**Exercise details:**
All of the data must be returned exactly as given.

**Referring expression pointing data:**
-- Opening Marker --

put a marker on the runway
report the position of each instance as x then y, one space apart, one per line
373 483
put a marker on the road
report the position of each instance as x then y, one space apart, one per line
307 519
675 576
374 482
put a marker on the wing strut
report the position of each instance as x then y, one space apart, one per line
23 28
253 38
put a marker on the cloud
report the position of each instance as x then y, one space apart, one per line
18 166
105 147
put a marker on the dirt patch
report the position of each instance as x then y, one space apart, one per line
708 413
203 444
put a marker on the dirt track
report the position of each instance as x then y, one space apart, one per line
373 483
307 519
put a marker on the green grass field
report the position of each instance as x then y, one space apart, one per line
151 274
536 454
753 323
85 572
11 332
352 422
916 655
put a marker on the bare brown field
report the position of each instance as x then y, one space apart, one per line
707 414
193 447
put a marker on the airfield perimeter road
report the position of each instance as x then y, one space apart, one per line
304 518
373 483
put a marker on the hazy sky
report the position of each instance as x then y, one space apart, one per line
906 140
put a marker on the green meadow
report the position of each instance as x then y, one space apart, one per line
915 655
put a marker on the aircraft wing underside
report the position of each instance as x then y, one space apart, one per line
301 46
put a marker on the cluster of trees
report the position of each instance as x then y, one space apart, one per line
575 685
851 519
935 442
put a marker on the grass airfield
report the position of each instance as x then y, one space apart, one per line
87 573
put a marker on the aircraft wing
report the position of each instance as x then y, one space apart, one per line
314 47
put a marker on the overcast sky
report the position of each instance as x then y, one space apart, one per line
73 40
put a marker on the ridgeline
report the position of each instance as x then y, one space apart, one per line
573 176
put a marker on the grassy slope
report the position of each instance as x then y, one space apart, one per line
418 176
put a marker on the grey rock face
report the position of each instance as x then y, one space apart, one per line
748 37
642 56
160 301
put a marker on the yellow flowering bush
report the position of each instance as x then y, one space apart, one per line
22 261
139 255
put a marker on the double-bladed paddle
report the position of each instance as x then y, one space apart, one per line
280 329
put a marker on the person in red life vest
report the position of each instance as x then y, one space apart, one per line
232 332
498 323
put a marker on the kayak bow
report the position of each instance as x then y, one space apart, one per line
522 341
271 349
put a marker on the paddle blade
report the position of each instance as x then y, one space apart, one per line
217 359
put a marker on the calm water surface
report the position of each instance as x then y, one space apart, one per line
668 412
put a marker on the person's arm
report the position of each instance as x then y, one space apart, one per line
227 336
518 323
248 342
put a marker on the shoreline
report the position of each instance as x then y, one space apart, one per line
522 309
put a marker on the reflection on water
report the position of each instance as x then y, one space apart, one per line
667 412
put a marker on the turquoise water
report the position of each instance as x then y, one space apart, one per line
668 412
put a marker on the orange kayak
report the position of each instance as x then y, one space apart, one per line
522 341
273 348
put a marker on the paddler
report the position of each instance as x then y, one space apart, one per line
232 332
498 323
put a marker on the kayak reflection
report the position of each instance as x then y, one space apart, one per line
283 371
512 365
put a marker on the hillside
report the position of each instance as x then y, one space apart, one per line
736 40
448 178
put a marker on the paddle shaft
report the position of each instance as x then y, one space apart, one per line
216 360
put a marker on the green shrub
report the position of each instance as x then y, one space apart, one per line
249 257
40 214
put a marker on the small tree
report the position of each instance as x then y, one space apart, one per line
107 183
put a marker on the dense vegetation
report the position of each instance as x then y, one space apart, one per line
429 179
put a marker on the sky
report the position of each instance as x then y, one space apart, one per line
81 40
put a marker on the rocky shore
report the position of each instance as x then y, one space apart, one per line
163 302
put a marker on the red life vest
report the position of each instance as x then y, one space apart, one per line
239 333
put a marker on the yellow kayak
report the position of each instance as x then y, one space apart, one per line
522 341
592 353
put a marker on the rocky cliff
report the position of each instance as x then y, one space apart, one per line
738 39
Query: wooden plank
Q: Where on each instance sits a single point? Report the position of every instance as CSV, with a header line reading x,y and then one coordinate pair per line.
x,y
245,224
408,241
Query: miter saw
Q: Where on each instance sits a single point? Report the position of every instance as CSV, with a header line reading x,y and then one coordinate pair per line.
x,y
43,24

-- Closing Marker --

**Output of the task:**
put a marker on the runway
report the position of each instance as x then y, one space apart, one per line
373 483
put a marker on the road
report the position of each instance as x then y, one space apart, one per line
307 519
675 576
374 482
put a marker on the wing strut
report the position of each instance as x then y, one space apart, one per line
23 28
253 38
put a marker on the cloud
report the position of each instance as x then y, one space apart, one per line
18 166
105 147
put a marker on the dirt patch
report the position of each instance as x then y, one space apart, one per line
708 413
203 444
put a marker on the dirt track
report the position of each instance as x then y, one space apart, one per line
373 483
307 519
put a marker on the green grass field
report the position of each instance as x then y, one space apart, one per line
151 274
536 454
753 323
85 572
11 332
352 422
916 655
put a marker on the bare brown field
report the position of each instance as x then y, one space apart, one per line
707 414
193 447
put a marker on the airfield perimeter road
report the position of each instance as x then y, one space apart, one per line
304 518
373 483
put a marker on the hazy sky
report the position of each instance as x then y, one space apart, one per line
906 140
put a marker on the green meadow
report the position of each instance as x then y, one space apart, one per line
915 655
put a marker on the aircraft wing underside
report the position of each instance as x then y, one space apart, one per line
301 46
put a marker on the cluster of trees
report the position of each instance as x then y, one space apart, one per line
575 685
851 519
935 442
put a marker on the grass airfield
report the position of each instance as x then y, one space apart, one per line
87 573
put a marker on the aircraft wing
report the position of each instance as x then y, one space apart, one per line
314 47
put a marker on the overcast sky
report the position of each instance as x then y, one space apart, one per line
73 40
put a marker on the ridgeline
report the position of each instance as x then y, one space apart, one per line
573 176
put a marker on the grassy slope
report the position of each instance as x then y, one space apart, one per line
418 176
put a marker on the grey rock face
report the position of each instance as x then y, one space apart, one per line
748 37
642 56
160 301
put a marker on the yellow flowering bush
report the position of each instance as x then y, one space apart, one per line
22 261
139 255
put a marker on the double-bladed paddle
report the position of each instance as x then y, one space apart, one per line
280 329
put a marker on the person in red life vest
report the position of each instance as x then y, one space apart, one per line
232 332
498 323
put a marker on the kayak bow
report the position of each instance as x then y, one space apart, one per line
522 341
271 349
put a marker on the paddle blade
report the position of each instance as x then y, one space apart, one per line
217 359
put a marker on the calm water surface
report the position of each instance as x then y, one space apart, one per line
668 412
put a marker on the person's arm
report the position of each instance as x then y, one space apart, one per line
227 336
518 323
248 342
put a marker on the shoreline
report the position of each instance as x then y, one space apart, one per line
522 309
put a marker on the reflection on water
report the position of each instance as x then y, one space apart, one per line
667 412
put a marker on the turquoise water
report the position of each instance as x then y, one space apart, one per line
668 412
put a marker on the orange kayak
report the position of each instance as x then y, one space apart, one per line
522 341
273 348
put a marker on the paddler
report the position of each instance as x then y, one space apart, one per line
232 332
498 323
put a marker on the kayak reflection
report the position of each instance as x then y, one space apart, one per line
283 371
512 365
put a marker on the hillside
report the position of each instance as x then y, one space apart, one per line
736 40
448 178
put a marker on the paddle shaft
report the position of each instance as x then y, one space apart, one per line
216 360
put a marker on the green shrub
report the position of each instance as x then y, one space apart, one per line
249 257
40 214
put a marker on the small tree
report the position of each instance as x then y, one space apart, one per line
107 183
put a marker on the dense vegetation
report the position of each instance as x then y, one space apart, one per line
429 179
put a marker on the sky
report the position of each instance as x then y, one space apart, one per line
81 40
put a marker on the rocky shore
report the position of each instance as x then y, one space apart, one per line
163 302
put a marker on the red life vest
report the position of each instance as x then y, one space apart, one per line
239 333
put a marker on the yellow kayak
report the position of each instance as x then y, one space apart, one per line
522 341
592 353
put a marker on the rocky cliff
report the position of each instance as x then y, one space apart, one per line
738 39
Query: wooden plank
Q: Where on each instance sits a single point? Report the position of every instance as CSV, with a header line reading x,y and then one coordinate pair per line.
x,y
245,224
408,241
Query: miter saw
Q: Where on each instance sits a single point? Report the position of every instance as CSV, with a header line reading x,y and then one coordinate pair per line.
x,y
43,24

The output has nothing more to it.